EXERCISE: Scan the entries and state how many lines contain "image". Write no other text.

DATA FOR THIS TASK:
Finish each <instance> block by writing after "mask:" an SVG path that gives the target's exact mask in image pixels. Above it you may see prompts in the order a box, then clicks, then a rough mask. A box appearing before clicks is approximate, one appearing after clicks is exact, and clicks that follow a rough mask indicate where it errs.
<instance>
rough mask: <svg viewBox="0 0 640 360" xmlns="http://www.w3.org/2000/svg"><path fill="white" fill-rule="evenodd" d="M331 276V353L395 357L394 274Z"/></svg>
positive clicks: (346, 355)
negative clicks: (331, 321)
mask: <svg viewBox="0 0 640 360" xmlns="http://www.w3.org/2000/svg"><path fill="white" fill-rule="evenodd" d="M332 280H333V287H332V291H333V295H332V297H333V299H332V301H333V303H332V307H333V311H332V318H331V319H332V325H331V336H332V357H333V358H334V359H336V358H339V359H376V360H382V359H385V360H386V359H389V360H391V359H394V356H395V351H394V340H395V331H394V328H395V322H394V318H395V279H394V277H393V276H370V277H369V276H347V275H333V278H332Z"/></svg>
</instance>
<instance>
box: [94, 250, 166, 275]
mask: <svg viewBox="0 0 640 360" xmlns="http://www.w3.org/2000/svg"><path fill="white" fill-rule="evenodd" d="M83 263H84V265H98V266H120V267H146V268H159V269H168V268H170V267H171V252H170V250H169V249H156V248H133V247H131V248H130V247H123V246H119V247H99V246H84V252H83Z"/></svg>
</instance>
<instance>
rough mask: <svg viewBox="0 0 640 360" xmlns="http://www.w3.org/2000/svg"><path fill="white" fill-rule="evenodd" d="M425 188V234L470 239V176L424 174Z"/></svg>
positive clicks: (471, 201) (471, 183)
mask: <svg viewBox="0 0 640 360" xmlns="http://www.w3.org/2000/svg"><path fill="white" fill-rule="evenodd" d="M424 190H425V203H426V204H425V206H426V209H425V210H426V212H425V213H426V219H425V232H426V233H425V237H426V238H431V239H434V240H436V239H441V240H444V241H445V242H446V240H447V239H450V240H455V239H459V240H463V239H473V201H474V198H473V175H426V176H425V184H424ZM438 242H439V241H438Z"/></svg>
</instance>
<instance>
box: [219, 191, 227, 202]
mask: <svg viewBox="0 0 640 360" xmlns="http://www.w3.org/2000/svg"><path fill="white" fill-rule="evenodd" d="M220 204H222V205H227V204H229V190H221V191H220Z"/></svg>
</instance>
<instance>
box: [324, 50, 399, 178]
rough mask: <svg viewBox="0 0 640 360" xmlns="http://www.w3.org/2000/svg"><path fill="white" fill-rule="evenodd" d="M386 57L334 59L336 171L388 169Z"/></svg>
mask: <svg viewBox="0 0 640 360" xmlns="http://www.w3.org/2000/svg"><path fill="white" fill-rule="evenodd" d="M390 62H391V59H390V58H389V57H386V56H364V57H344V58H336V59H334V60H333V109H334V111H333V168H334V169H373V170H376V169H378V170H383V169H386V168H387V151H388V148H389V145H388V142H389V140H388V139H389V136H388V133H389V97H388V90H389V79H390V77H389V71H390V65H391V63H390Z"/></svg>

---

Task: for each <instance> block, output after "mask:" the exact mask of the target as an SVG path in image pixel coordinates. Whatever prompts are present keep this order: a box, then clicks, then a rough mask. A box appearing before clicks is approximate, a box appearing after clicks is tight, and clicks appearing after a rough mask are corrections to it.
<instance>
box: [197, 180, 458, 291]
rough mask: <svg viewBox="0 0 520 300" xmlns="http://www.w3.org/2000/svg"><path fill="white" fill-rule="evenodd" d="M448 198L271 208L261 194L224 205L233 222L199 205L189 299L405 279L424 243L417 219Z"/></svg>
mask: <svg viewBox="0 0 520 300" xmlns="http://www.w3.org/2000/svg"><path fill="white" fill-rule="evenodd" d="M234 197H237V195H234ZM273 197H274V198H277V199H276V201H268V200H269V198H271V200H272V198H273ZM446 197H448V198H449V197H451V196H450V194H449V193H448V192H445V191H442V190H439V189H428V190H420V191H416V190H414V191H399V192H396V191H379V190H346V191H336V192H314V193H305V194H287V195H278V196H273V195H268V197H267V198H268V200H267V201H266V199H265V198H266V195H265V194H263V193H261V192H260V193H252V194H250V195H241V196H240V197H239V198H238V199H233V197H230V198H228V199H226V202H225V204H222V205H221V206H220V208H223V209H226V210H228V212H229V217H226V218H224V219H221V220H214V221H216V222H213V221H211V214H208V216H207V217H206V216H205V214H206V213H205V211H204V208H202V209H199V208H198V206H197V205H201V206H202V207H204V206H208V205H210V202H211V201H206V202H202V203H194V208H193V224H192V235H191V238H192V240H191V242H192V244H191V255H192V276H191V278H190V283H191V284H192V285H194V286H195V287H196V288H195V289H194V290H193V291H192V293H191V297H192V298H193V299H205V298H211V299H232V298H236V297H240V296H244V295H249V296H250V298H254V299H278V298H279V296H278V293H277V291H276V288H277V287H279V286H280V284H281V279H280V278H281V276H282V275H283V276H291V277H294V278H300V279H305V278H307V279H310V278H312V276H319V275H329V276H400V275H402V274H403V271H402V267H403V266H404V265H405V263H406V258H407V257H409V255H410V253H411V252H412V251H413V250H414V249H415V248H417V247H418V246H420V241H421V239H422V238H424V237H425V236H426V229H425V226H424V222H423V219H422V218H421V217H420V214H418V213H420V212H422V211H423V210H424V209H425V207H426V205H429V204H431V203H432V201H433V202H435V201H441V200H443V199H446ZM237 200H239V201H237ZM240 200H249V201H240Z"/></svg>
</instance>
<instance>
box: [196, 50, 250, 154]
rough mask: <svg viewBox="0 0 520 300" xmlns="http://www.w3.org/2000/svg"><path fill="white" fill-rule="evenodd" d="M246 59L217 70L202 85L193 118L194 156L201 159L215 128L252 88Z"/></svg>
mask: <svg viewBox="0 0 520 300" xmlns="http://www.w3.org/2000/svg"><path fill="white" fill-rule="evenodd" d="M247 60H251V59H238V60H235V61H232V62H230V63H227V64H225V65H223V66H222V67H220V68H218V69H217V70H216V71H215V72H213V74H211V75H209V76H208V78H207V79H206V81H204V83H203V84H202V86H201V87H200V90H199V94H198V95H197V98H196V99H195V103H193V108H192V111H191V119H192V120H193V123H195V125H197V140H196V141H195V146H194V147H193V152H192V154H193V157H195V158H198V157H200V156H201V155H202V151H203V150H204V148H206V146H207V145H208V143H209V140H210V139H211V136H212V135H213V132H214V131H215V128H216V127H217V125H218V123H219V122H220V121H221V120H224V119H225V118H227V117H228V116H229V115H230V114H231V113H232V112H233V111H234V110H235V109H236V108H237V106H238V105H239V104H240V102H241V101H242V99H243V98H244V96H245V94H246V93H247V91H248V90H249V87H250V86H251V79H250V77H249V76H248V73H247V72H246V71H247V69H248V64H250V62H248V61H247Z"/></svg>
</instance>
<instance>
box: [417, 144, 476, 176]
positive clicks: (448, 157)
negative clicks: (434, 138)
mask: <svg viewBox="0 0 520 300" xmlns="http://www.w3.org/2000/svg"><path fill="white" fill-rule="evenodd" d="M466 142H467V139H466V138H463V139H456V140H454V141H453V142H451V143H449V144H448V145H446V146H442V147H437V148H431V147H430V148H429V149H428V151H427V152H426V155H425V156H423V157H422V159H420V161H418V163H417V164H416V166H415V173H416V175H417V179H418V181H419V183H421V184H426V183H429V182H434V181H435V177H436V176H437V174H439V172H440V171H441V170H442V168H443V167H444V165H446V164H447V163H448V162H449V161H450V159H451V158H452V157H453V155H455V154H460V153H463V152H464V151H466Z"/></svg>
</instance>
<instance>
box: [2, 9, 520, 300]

--

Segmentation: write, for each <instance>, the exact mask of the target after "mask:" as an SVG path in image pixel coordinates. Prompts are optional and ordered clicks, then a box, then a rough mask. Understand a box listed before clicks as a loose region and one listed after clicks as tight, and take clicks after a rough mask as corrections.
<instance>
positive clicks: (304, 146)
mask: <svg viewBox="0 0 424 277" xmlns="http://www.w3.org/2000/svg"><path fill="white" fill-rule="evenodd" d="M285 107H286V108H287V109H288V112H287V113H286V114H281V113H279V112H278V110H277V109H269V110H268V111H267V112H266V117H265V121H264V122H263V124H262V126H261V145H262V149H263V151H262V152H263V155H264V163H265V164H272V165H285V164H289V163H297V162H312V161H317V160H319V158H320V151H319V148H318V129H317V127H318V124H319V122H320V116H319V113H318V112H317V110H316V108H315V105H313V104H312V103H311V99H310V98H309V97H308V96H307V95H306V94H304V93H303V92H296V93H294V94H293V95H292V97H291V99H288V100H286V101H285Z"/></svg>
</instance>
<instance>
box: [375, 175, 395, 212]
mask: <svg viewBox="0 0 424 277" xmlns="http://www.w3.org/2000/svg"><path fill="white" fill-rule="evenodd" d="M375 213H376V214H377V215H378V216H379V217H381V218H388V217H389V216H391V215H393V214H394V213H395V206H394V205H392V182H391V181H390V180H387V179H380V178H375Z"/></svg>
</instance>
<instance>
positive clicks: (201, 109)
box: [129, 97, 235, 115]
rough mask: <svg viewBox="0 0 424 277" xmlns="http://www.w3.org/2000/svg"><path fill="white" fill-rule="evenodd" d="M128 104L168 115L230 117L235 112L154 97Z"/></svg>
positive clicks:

SOLUTION BELOW: 3